# Rows from a dataset:

□ □ □ □ □

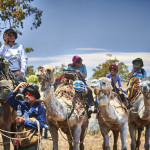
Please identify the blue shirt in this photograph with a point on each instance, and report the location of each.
(117, 79)
(39, 112)
(141, 73)
(16, 56)
(82, 69)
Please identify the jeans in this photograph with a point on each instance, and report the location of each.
(33, 147)
(90, 97)
(20, 78)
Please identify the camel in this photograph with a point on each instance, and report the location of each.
(112, 114)
(59, 108)
(7, 115)
(139, 115)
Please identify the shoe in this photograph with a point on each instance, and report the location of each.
(90, 111)
(95, 110)
(92, 103)
(20, 97)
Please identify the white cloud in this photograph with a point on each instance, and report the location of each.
(90, 49)
(93, 59)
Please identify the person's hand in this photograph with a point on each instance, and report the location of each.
(19, 72)
(5, 38)
(134, 69)
(20, 119)
(120, 89)
(77, 71)
(21, 85)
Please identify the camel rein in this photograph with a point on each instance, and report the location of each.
(70, 133)
(16, 133)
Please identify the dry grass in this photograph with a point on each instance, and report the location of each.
(91, 142)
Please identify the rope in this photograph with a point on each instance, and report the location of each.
(18, 138)
(70, 133)
(39, 136)
(14, 132)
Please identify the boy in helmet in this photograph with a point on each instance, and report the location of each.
(15, 54)
(137, 70)
(30, 108)
(116, 79)
(80, 69)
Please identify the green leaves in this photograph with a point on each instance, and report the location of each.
(14, 12)
(103, 69)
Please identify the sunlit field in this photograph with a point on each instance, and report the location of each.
(91, 142)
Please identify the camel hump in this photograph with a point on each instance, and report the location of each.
(67, 94)
(119, 107)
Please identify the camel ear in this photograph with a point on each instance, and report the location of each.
(109, 80)
(53, 69)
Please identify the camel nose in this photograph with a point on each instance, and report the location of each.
(144, 89)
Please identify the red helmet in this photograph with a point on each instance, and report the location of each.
(113, 67)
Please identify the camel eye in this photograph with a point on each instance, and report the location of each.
(103, 83)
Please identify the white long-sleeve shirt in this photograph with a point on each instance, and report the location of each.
(16, 56)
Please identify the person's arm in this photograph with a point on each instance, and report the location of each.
(84, 72)
(3, 47)
(41, 118)
(145, 74)
(119, 83)
(131, 73)
(2, 50)
(23, 60)
(83, 75)
(12, 101)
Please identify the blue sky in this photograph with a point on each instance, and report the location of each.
(91, 29)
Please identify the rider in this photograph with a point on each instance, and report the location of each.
(80, 69)
(30, 108)
(114, 79)
(137, 73)
(15, 54)
(137, 70)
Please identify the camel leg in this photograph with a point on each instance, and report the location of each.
(147, 135)
(70, 141)
(6, 142)
(138, 142)
(132, 130)
(83, 136)
(123, 133)
(116, 135)
(105, 135)
(76, 136)
(54, 133)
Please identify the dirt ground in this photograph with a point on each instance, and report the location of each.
(91, 142)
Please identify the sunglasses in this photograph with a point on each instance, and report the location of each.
(113, 70)
(29, 94)
(10, 35)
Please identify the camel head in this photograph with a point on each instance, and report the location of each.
(145, 87)
(45, 73)
(101, 87)
(103, 84)
(5, 87)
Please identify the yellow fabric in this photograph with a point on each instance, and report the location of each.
(133, 83)
(30, 139)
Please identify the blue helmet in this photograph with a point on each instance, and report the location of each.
(79, 86)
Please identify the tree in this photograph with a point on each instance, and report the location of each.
(14, 12)
(59, 70)
(103, 69)
(29, 71)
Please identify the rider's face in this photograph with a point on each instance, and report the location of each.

□ □ □ □ □

Omit every image. Quote each record exactly.

# Worked solution:
Please identify the blue shirt in this photograph with a point on each instance, and report the location of each.
(117, 79)
(39, 112)
(141, 73)
(16, 56)
(82, 69)
Please identify the jeans in this photograph with a point on each instance, and report the location of each.
(33, 147)
(90, 97)
(20, 78)
Please identify the camel in this photograph with a point on each instance, and report the location of each.
(112, 114)
(59, 108)
(7, 115)
(139, 115)
Please identify the shoe in this photograph with a point on each instance, and report the location of each.
(90, 111)
(95, 110)
(92, 103)
(20, 97)
Please identify the white cloud in this photograph with a point on each instance, and report the location of each.
(90, 49)
(93, 59)
Please identify the person's hand in this photograph with a point on each instance, and report the location of each.
(19, 72)
(5, 38)
(134, 69)
(20, 119)
(120, 89)
(77, 71)
(21, 85)
Please identify the camel rein in this photograph with a point on each instance, and report the location of each.
(70, 133)
(16, 133)
Please identify the dry grass in this photograph with a point on each instance, and report the location of each.
(91, 142)
Please identify the rope in this photograph with a point on each instance, and report the location of each.
(18, 138)
(70, 133)
(39, 136)
(14, 132)
Please identify the boy in helmet in this photograph with a point on each instance, and report the location of each.
(15, 54)
(137, 70)
(30, 108)
(116, 79)
(80, 69)
Please identify the green leaves in this photograph with a point on each instance, and report the location of each.
(14, 12)
(103, 69)
Please identify the sunlit field in this photograph with a point on each instance, and report the location of each.
(91, 142)
Please identify the camel hump in this photograph with a point on each instance, and report the location of each.
(67, 94)
(119, 107)
Please identify the camel ear in this photograph with a point on each instance, and report the location of each.
(109, 80)
(53, 69)
Please identify the camel nose in this photograph with a point on each instance, and report the location of each.
(144, 89)
Please identify the red helmet in this photograph with a point on each instance, and report the location of each.
(113, 67)
Please identify the camel eye in this photograph with a point on each instance, and report the location of each.
(103, 83)
Please identify the white long-sleeve shirt in this photograph with a point on each instance, and report the location of each.
(16, 56)
Please identify the person's arm in this photograph with a point on each instance, and report the location of each.
(84, 72)
(3, 47)
(41, 118)
(145, 74)
(119, 83)
(131, 73)
(2, 50)
(23, 60)
(83, 75)
(12, 101)
Please identify the blue sky in this photograph with a point on each instance, and report the location of each.
(91, 29)
Please identify the rider in this photograph with a point on each instance, and report the location of each.
(80, 69)
(30, 108)
(114, 79)
(137, 73)
(15, 54)
(137, 70)
Please identify the camel leg in this photograph with a point on each instance, and report the location of each.
(147, 135)
(70, 141)
(6, 142)
(138, 142)
(132, 130)
(83, 136)
(123, 133)
(116, 135)
(105, 135)
(76, 136)
(54, 133)
Please identify the dirt ground in this photograph with a point on each instance, and report the location of each.
(91, 142)
Please identify the sunglasses in this photograph with a point on each instance, and report the location of each.
(113, 70)
(29, 94)
(10, 35)
Please identify the camel head in this photograph with a point on each instance, and report the location of each.
(145, 87)
(45, 73)
(101, 87)
(103, 84)
(5, 87)
Please identify the yellow fabric in this photograph with a point on each instance, and report the location of each.
(133, 83)
(30, 139)
Please identify the blue helmet in this photograph with a point on each instance, and report the location of each.
(79, 86)
Please identify the tree in this photograph with a point on each instance, and report the location of each.
(14, 12)
(59, 70)
(103, 69)
(29, 71)
Please identify the rider's face in this photograph with a point on each instance, and report the location of each.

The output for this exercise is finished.